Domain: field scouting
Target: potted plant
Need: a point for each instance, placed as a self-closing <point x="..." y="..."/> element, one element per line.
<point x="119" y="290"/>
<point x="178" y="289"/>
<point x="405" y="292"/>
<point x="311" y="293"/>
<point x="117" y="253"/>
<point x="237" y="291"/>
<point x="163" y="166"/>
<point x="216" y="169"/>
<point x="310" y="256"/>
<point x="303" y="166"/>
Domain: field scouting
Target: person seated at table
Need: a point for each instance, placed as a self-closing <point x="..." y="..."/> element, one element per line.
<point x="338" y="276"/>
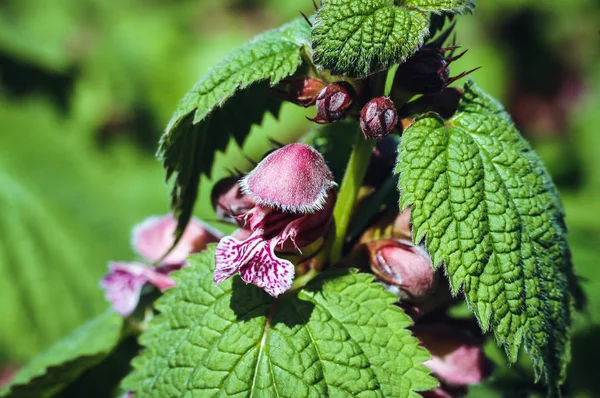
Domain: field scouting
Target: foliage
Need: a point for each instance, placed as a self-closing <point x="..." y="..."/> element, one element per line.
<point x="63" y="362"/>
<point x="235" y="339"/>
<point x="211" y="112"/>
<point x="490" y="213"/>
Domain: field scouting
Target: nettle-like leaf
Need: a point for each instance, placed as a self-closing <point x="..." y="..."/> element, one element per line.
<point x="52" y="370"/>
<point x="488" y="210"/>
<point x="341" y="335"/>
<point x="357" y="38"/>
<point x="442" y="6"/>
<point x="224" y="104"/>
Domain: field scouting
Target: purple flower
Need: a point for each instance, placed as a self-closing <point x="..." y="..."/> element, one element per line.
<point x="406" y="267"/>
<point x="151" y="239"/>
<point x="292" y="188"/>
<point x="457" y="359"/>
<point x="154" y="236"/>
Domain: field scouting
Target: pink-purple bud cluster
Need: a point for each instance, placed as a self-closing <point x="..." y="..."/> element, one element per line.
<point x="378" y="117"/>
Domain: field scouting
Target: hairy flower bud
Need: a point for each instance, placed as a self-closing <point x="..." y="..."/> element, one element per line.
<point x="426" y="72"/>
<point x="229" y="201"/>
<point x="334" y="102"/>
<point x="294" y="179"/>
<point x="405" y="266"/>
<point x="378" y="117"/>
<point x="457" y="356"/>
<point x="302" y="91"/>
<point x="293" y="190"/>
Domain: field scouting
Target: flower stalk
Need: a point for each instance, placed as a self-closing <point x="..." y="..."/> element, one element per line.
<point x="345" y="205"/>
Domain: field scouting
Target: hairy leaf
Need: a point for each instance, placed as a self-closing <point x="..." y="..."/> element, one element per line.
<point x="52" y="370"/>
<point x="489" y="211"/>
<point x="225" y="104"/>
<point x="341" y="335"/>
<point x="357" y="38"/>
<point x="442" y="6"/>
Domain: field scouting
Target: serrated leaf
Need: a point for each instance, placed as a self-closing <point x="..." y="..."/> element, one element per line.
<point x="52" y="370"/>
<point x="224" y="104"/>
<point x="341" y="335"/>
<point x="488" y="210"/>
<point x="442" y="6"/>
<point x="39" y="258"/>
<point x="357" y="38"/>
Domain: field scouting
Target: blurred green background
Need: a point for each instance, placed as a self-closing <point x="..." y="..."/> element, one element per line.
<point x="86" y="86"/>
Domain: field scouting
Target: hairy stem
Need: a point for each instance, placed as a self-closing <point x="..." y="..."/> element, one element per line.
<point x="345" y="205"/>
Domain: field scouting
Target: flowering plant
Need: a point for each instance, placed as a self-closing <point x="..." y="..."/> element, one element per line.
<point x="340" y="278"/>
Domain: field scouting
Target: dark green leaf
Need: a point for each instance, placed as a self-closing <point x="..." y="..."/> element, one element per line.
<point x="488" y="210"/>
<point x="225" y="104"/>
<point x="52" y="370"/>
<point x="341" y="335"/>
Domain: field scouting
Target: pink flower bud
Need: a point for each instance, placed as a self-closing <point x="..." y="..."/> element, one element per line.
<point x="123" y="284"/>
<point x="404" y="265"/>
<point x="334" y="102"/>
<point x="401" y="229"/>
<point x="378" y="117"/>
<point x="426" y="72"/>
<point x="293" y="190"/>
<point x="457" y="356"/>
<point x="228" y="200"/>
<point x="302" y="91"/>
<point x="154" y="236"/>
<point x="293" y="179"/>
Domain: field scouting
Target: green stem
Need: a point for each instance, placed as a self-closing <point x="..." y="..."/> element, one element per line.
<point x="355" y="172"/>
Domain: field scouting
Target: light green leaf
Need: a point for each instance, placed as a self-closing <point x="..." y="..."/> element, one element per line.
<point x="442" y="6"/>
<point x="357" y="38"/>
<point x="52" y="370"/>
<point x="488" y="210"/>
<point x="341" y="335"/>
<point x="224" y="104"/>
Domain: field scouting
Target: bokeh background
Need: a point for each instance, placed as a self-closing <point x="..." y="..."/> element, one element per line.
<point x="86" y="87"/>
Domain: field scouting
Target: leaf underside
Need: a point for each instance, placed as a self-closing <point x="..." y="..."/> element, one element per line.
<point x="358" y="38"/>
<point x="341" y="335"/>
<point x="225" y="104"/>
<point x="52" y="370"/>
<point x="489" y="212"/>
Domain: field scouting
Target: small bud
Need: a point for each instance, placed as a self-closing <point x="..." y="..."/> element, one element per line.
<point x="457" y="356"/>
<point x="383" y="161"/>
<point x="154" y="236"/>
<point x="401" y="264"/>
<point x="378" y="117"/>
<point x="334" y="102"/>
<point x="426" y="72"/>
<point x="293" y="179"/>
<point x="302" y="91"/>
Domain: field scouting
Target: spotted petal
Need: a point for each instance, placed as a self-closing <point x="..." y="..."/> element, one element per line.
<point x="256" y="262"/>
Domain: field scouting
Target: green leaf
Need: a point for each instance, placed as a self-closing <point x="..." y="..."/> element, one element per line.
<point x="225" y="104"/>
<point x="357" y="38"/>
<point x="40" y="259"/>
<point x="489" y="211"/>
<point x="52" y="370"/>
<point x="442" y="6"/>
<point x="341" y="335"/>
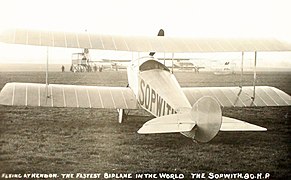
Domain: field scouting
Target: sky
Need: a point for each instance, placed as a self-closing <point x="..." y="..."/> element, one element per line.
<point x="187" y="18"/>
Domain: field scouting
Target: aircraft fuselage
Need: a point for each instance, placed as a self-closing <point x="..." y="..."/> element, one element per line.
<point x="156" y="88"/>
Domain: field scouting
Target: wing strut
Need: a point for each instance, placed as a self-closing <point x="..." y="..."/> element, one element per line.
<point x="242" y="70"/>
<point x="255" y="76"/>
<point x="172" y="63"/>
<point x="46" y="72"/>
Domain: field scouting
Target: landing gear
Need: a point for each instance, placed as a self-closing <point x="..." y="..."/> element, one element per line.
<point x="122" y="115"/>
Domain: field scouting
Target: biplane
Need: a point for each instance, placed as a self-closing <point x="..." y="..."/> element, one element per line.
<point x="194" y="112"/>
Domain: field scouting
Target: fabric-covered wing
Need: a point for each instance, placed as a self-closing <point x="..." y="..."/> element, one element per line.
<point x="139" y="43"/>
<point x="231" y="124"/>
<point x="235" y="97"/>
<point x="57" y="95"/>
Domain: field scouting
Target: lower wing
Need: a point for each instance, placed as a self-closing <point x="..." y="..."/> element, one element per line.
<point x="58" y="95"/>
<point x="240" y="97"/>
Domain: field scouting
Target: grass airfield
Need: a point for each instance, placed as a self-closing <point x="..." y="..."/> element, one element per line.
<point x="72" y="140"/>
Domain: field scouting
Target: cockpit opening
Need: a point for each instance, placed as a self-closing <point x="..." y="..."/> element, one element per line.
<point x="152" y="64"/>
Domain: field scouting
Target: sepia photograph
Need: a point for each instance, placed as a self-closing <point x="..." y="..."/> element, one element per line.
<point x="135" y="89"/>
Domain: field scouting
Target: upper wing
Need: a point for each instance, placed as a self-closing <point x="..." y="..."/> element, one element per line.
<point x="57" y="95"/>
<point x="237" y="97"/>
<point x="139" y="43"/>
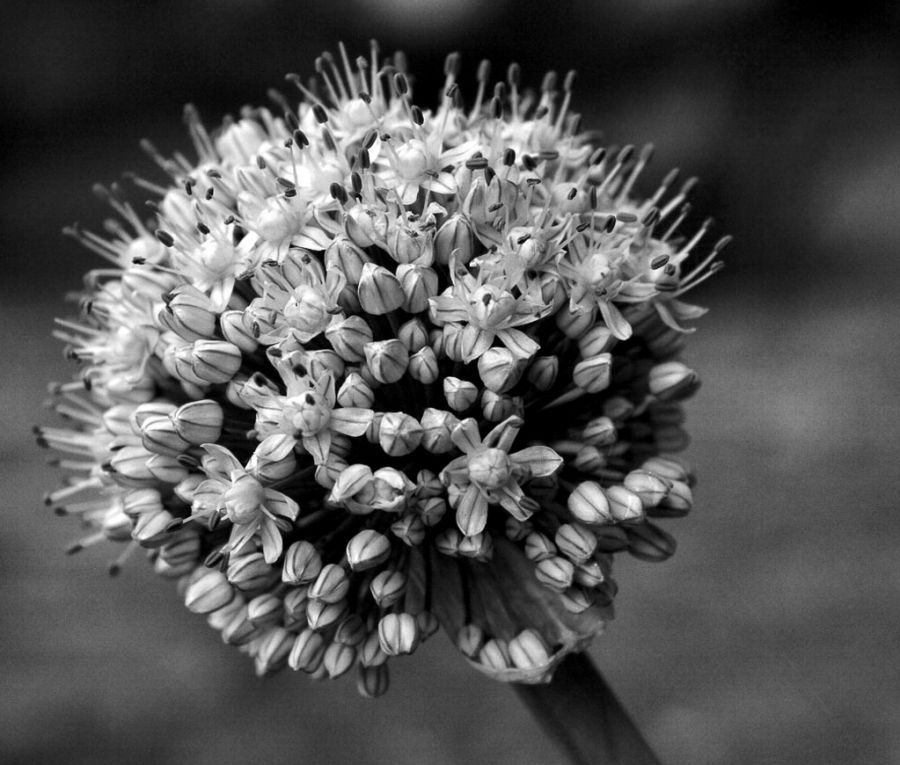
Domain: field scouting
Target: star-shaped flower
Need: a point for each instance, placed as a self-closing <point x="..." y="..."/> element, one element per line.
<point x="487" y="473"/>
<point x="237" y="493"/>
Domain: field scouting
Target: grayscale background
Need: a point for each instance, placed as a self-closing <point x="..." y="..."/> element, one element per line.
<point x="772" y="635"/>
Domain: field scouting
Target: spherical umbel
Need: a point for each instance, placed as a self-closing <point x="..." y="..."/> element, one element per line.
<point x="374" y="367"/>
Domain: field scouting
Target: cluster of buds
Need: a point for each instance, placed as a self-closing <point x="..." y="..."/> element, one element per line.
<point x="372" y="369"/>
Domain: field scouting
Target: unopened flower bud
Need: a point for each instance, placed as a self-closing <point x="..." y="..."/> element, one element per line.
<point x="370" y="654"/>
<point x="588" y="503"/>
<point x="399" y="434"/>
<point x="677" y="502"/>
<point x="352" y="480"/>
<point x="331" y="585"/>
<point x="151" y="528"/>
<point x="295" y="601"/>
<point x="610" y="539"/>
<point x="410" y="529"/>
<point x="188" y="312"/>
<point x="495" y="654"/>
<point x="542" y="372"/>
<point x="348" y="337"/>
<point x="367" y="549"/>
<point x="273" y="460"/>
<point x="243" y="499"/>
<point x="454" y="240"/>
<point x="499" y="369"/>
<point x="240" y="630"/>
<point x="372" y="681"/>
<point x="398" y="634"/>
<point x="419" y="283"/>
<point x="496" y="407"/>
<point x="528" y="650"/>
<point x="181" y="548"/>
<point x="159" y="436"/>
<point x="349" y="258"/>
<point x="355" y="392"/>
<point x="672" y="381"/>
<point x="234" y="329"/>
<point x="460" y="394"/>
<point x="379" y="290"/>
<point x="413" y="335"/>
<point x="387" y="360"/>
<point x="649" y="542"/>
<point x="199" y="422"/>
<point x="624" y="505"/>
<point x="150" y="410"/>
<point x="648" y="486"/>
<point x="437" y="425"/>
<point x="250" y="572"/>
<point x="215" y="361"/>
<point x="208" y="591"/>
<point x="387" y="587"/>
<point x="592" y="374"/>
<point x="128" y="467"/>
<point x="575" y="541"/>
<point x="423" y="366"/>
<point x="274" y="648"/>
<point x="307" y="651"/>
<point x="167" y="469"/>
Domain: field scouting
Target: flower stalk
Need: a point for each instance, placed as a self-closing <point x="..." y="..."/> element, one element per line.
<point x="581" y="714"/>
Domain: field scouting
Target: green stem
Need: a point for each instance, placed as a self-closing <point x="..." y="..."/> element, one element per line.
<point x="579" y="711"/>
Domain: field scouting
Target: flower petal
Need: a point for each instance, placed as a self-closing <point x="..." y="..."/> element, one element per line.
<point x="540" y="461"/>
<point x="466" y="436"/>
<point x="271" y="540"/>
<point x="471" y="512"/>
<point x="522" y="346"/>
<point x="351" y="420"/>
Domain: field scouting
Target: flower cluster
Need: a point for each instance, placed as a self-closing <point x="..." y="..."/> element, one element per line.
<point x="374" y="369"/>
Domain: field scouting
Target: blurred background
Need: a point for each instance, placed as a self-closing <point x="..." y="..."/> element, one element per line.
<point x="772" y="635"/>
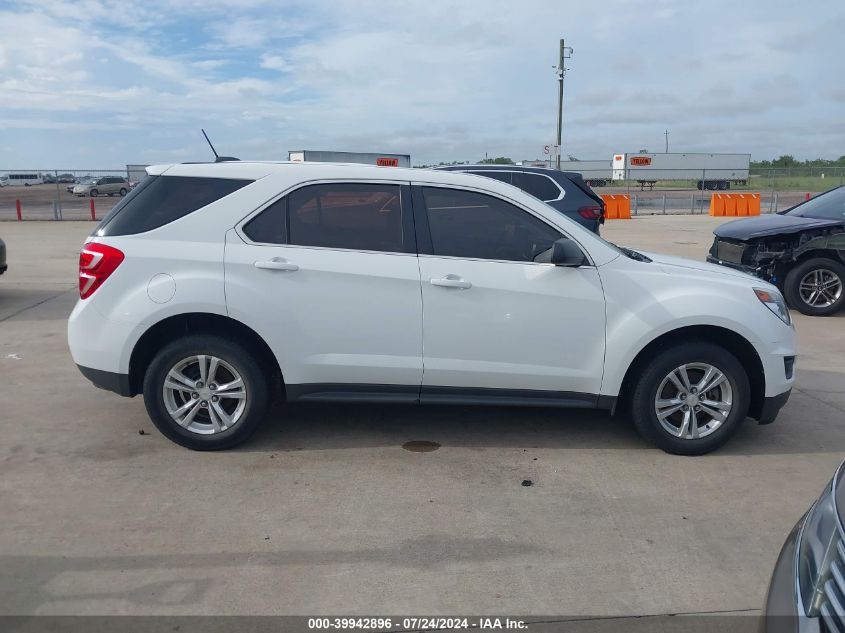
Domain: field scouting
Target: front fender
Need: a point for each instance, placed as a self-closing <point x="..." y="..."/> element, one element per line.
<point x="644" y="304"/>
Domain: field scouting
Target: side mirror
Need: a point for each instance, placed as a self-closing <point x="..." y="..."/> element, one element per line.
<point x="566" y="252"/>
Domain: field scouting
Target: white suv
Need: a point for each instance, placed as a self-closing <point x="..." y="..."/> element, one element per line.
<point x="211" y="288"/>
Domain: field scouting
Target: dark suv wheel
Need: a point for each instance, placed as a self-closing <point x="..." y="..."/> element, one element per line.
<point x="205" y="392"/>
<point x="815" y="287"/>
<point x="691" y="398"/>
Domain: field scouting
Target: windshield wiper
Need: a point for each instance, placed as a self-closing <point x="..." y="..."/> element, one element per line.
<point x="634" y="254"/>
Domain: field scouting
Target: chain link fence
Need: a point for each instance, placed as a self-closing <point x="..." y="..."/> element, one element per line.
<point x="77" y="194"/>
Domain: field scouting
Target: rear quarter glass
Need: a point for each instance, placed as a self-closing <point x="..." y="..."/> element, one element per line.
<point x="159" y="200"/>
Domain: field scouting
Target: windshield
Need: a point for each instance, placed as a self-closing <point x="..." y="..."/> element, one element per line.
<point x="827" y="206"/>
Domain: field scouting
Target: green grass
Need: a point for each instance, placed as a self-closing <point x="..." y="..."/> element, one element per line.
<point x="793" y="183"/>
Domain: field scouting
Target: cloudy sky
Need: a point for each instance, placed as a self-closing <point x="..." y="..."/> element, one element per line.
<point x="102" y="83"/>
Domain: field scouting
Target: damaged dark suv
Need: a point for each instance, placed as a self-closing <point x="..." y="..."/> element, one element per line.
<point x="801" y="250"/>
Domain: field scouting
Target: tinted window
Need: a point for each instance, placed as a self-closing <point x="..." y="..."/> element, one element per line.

::::

**What you are asked to do:**
Identify every line of the records that contains the word "wing" and copy each one; case counts.

**Exercise result:**
Target: wing strut
Target: fabric-covered wing
Target: lower wing
Target: upper wing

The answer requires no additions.